> **TEXT PASSAGE**:
General Van Cleve, with two brigades from McMinnville - the third being left in garrison there - by the most practicable route to Pikeville, the head of the Sequatchie Valley.
Colonel Minty's cavalry to move on the left by Sparta, to drive back Dibrell's cavalry toward Kingston, where the enemy's mounted troops, under Forrest, were concentrated, and then, covering the left flank of Van Cleve's column, to proceed to Pikeville.
The Fourteenth Army Corps, Major General George H. Thomas commanding, moved as follows:
General Reynolds, from University, by way of Battle Creek, to take post concealed near its mouth.
General Brannan to follow him.
General Negley to go by Tantallon and halt on Crow Creek, between Anderson and Stevenson.
General Baird to follow him and camp near Anderson.
The Twentieth Corps, Major General S. McD. McCook commanding, moved as follows:
General Johnson by Salem and Larkin's Fork to Bellefonte.

> **INFORMATION PROVIDED**:
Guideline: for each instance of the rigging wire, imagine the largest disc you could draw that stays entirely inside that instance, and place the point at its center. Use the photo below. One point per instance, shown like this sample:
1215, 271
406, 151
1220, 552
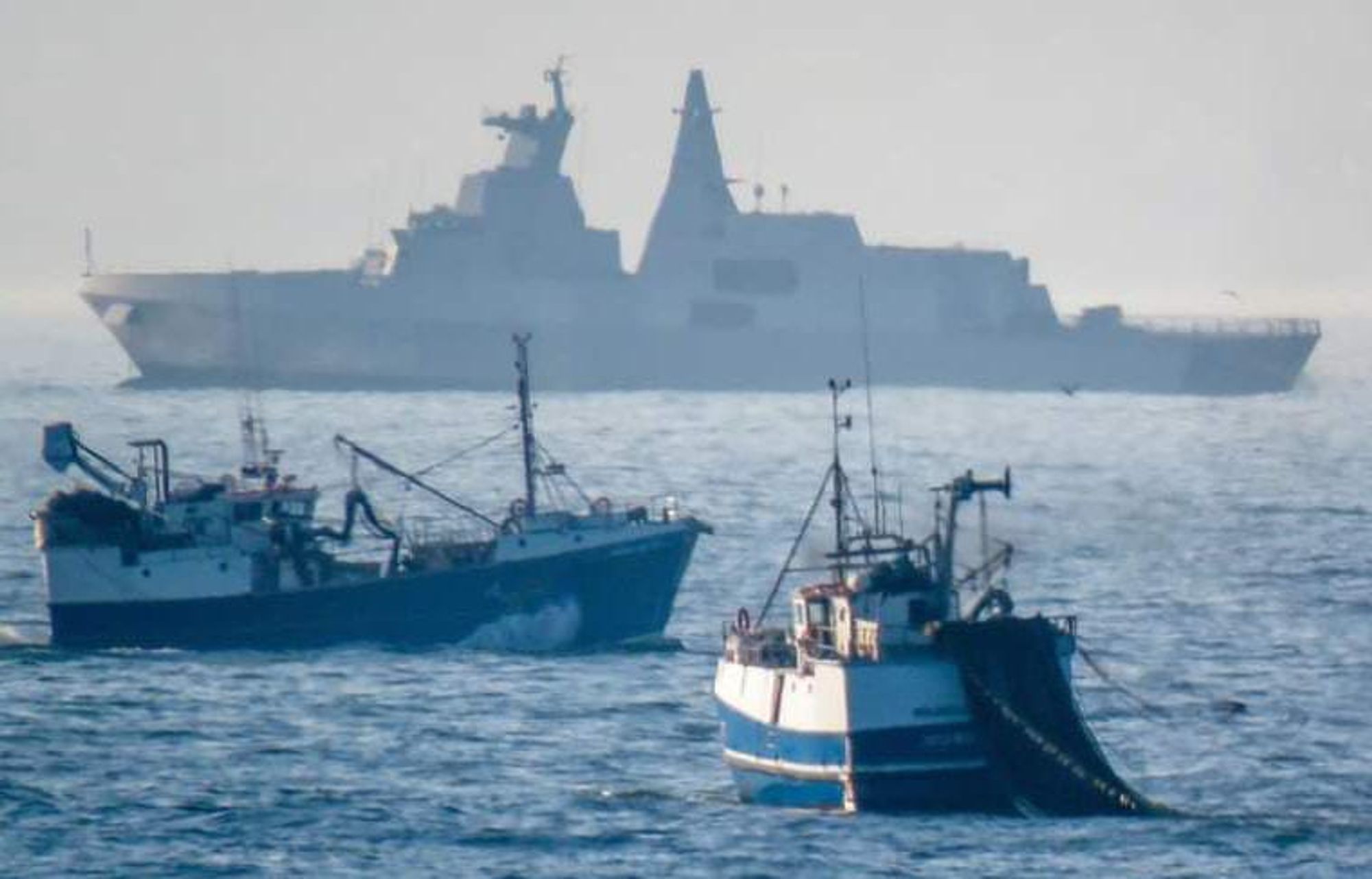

> **WRITTEN TASK**: Based on the passage on troop movements, state whether each statement below agrees with it, answering yes or no and quoting the deciding words. (a) General Baird was to camp near Anderson. (b) General Van Cleve set out from McMinnville with all three of his brigades. (c) General Negley was to halt on Battle Creek.

> **WRITTEN REPLY**:
(a) Yes: "General Baird to follow him and camp near Anderson."
(b) No: "with two brigades from McMinnville - the third being left in garrison there"
(c) No: "halt on Crow Creek, between Anderson and Stevenson"